Reading text:

We switched on the television. The live feed was already coming in from Ishikawa Prefecture, on the Japan Sea-side of the archipelago. Cameras mounted on the roofs of government buildings and inside train stations and shopping malls were streaming back convulsed images as the ground shook and people ducked for cover. The earthquakes came in waves, aftershock following aftershock.

Near-frantic newscasters shouted into their microphones that the government had issued a major tsunami warning: Anyone near the ocean should run away from it—now! The country watched in horror as tsunamis, looking not so much like waves as grey-black animals emerging from the sea, swallowed up parts of the coastline. Rivers flowed backwards as the tsunamis choked their gullets, black water rising up against bridges and riverbanks. It was March 2011 all over again.

Later, news crews and local social media users gave us a better sense of the damage. The dragon had clawed gigantic cracks into roadways and buckled roadbeds. Several houses had collapsed. A fire at a famous morning market in Wajima City burned out of control, orange-black smoke fuming into the cold night sky. Helicopter footage showed city blocks swamped in the moonlight from where the watery dragons with seawater backs had broken through seawalls and slithered furiously ashore.

List of tasks:
1 – Revise the passage of the earthquake account that opens with "Near-frantic newscasters shouted" and closes with "all over again.", putting "announcers" in place of "newscasters".
2 – Carry the earthquake account forward from its last sentence.

Given data:
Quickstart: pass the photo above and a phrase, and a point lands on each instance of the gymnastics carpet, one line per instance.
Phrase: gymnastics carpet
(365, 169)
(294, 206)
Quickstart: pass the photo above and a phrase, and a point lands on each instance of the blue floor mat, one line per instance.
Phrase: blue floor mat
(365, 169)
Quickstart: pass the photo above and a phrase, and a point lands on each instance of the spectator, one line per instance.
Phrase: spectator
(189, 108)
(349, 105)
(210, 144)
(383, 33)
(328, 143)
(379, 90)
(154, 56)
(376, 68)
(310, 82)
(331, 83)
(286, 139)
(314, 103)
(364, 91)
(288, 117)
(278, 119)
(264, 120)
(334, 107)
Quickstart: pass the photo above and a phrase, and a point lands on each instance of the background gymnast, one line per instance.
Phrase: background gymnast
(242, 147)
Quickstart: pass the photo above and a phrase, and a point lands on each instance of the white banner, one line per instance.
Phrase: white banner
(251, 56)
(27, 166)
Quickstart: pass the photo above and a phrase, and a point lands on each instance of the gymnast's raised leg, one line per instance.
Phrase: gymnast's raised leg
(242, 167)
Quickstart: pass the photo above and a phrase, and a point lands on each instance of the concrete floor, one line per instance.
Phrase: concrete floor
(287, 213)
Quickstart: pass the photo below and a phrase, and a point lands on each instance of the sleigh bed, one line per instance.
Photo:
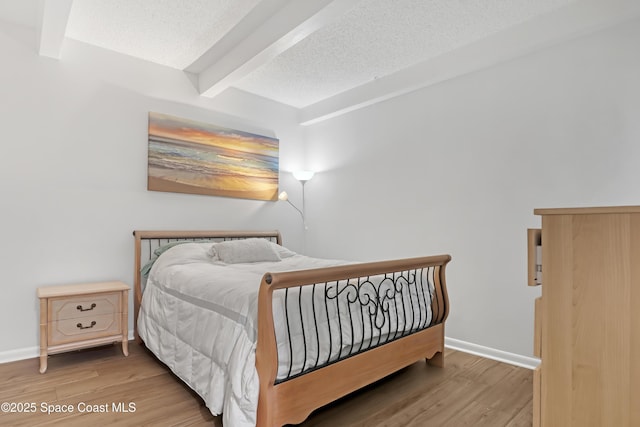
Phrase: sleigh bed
(267, 341)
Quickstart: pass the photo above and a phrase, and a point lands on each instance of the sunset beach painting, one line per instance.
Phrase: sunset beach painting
(186, 156)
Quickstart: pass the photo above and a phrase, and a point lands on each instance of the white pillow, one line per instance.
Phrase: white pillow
(246, 250)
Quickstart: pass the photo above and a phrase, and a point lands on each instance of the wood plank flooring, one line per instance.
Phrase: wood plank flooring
(469, 391)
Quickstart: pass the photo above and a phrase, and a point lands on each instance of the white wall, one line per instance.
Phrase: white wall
(459, 167)
(73, 170)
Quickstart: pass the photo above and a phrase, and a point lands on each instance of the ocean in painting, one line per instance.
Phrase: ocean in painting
(192, 157)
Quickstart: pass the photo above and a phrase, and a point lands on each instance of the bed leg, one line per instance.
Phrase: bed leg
(436, 360)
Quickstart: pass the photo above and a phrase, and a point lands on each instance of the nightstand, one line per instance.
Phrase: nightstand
(83, 315)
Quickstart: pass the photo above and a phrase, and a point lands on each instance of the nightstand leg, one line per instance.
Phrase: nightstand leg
(43, 335)
(124, 309)
(43, 363)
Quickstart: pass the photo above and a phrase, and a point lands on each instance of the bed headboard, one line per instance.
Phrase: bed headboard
(146, 242)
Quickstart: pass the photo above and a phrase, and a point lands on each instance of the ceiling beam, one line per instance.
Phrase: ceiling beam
(290, 24)
(55, 15)
(577, 19)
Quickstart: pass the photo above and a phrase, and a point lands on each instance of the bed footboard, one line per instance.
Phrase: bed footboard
(344, 328)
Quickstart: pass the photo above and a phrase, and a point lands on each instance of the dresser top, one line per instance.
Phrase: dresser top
(589, 211)
(79, 289)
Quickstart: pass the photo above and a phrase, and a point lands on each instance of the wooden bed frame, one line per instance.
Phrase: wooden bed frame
(290, 402)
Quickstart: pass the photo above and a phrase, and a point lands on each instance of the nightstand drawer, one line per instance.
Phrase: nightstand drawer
(69, 330)
(84, 306)
(82, 315)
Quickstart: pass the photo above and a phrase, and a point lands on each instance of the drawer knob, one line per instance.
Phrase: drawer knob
(79, 307)
(93, 323)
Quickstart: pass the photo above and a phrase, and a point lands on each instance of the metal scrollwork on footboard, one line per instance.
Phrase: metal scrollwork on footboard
(317, 324)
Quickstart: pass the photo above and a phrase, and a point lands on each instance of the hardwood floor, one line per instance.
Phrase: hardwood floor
(469, 391)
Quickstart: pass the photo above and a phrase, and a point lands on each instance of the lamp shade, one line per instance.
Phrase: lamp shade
(303, 175)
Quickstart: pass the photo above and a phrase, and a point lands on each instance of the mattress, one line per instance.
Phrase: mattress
(199, 317)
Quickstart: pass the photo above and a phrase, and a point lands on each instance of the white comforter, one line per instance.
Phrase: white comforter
(199, 318)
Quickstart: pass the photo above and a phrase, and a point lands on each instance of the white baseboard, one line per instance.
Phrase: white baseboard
(28, 352)
(19, 354)
(452, 343)
(492, 353)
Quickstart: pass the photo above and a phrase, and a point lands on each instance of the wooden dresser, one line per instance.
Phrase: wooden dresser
(83, 315)
(588, 319)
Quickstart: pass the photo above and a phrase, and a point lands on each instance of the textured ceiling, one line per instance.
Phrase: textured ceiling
(168, 32)
(324, 57)
(379, 37)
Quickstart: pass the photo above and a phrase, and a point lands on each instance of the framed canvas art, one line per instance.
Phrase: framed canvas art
(186, 156)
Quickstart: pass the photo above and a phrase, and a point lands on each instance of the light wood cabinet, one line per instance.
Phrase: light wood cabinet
(84, 315)
(589, 318)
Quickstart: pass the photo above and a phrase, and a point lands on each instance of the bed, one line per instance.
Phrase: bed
(265, 336)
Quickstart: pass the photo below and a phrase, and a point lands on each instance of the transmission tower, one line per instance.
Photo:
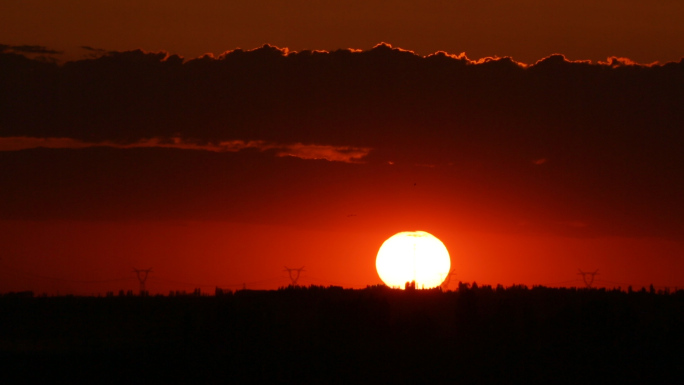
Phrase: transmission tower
(445, 283)
(588, 281)
(142, 277)
(294, 274)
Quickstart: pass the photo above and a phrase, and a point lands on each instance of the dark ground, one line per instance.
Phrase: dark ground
(331, 335)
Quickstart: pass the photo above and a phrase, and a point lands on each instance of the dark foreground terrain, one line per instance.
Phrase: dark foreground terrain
(331, 335)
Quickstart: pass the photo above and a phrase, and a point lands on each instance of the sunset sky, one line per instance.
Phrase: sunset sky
(218, 142)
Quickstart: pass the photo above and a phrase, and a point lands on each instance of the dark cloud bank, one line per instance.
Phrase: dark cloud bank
(595, 149)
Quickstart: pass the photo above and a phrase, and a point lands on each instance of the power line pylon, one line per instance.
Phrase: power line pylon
(294, 274)
(142, 277)
(445, 283)
(588, 281)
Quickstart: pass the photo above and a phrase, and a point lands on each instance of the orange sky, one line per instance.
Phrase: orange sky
(527, 30)
(223, 170)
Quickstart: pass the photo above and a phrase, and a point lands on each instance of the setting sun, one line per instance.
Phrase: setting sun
(413, 256)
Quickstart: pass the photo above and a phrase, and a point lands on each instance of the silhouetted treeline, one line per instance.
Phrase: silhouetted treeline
(335, 335)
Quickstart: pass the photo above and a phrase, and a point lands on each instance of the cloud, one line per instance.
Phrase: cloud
(610, 131)
(346, 154)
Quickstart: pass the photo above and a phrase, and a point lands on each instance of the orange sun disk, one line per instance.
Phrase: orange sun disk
(413, 256)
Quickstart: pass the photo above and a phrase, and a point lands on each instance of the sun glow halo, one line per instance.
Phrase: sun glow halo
(413, 256)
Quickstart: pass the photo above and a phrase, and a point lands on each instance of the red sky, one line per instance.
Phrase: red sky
(223, 170)
(527, 30)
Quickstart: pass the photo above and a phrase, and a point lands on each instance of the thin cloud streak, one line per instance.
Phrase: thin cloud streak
(346, 154)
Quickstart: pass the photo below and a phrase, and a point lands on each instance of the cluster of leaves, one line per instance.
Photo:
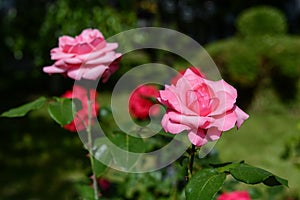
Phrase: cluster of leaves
(205, 183)
(260, 50)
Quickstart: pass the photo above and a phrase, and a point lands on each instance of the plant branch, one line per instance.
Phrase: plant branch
(191, 161)
(90, 145)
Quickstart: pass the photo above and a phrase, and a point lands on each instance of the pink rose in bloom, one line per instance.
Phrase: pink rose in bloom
(81, 117)
(87, 56)
(237, 195)
(181, 72)
(140, 101)
(202, 107)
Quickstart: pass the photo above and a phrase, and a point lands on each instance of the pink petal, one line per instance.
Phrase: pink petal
(53, 69)
(94, 72)
(73, 61)
(225, 121)
(76, 73)
(189, 120)
(107, 58)
(57, 54)
(241, 116)
(226, 102)
(81, 48)
(197, 137)
(213, 134)
(172, 127)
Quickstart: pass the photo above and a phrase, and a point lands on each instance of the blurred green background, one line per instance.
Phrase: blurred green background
(256, 50)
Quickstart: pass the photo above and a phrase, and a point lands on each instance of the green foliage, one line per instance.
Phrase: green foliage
(260, 21)
(207, 182)
(253, 175)
(61, 110)
(24, 109)
(204, 184)
(260, 51)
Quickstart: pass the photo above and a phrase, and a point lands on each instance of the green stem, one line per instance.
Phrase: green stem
(90, 145)
(191, 161)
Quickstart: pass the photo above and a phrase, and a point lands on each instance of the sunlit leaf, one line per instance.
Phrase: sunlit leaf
(61, 110)
(24, 109)
(204, 184)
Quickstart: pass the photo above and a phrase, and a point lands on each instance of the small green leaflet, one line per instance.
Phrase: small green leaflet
(24, 109)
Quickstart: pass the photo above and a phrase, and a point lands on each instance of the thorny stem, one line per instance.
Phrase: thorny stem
(191, 162)
(90, 145)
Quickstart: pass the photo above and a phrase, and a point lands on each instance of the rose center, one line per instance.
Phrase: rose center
(201, 100)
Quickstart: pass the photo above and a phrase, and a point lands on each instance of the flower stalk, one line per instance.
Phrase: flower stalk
(191, 161)
(90, 145)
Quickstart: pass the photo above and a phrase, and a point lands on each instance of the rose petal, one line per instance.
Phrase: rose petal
(197, 137)
(189, 120)
(213, 134)
(94, 72)
(172, 127)
(241, 116)
(225, 121)
(53, 69)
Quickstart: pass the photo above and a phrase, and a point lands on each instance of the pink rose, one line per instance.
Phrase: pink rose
(140, 101)
(202, 107)
(81, 117)
(87, 56)
(237, 195)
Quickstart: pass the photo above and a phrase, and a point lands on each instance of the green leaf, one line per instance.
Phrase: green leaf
(254, 175)
(101, 155)
(24, 109)
(61, 110)
(129, 150)
(226, 167)
(204, 184)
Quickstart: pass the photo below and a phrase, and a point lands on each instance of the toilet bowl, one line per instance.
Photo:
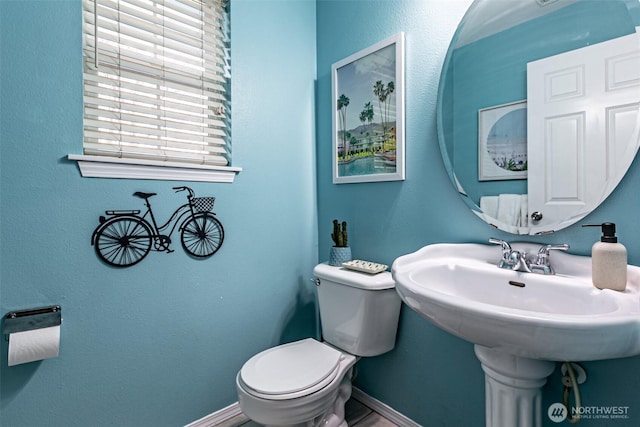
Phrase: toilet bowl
(297, 384)
(307, 382)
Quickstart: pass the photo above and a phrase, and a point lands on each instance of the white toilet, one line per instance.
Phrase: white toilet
(306, 383)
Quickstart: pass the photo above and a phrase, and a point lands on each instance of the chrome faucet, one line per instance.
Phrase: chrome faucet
(517, 260)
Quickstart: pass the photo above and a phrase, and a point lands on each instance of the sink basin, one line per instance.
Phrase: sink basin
(558, 317)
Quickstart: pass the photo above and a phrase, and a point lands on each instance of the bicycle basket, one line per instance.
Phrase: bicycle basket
(202, 204)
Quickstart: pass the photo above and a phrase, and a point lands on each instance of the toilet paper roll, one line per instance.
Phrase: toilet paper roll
(37, 344)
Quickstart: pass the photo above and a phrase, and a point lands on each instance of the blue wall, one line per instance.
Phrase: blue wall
(431, 376)
(157, 344)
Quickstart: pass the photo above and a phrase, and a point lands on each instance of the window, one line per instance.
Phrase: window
(157, 82)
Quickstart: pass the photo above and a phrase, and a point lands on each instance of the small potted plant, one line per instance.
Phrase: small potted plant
(340, 252)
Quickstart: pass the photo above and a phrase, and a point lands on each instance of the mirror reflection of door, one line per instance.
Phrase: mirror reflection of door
(582, 127)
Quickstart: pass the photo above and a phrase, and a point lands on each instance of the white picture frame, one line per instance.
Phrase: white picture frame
(368, 138)
(502, 142)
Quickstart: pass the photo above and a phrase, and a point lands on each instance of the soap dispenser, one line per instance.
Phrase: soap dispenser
(608, 259)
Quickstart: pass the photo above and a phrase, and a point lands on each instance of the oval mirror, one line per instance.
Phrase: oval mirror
(538, 108)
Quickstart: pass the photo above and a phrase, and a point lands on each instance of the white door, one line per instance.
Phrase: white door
(582, 128)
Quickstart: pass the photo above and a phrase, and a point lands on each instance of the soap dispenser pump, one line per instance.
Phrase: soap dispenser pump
(608, 259)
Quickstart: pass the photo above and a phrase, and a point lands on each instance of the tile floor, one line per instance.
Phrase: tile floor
(357, 415)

Task results:
1 –
Near-frantic announcers shouted into their microphones that the government had issued a major tsunami warning: Anyone near the ocean should run away from it—now! The country watched in horror as tsunamis, looking not so much like waves as grey-black animals emerging from the sea, swallowed up parts of the coastline. Rivers flowed backwards as the tsunamis choked their gullets, black water rising up against bridges and riverbanks. It was March 2011 all over again.

2 –
Just a dozen or so hours before, television stations had broadcast solemn New Year’s Eve footage from temples and shrines around the country. At Chionin Temple in Kyoto, monks from the Jodo Pure Land sect of Buddhism stood in the light rain, occasionally ringing a gigantic bell while chanting prayers for the alleviation of suffering in the world. Chionin Temple was founded nearly 850 years ago by Honen, a monk who sought to bring people spiritual succor during a time of societal upheaval and bitter civil war. Going on a millennium later, we still need such succor, maybe now more than ever.

From another location, Kumamoto in southwestern Japan, TV viewers could see the restored Aso Shrine standing in dignified splendor, welcoming the crowds of people who had come to make their first shrine visit of the new year. In the spring of 2016, part of the shrine complex collapsed in a violent earthquake. More than seven years have passed, and the shrine is born again. The battering ram of time will have to wait a few more centuries to knock it down—perhaps.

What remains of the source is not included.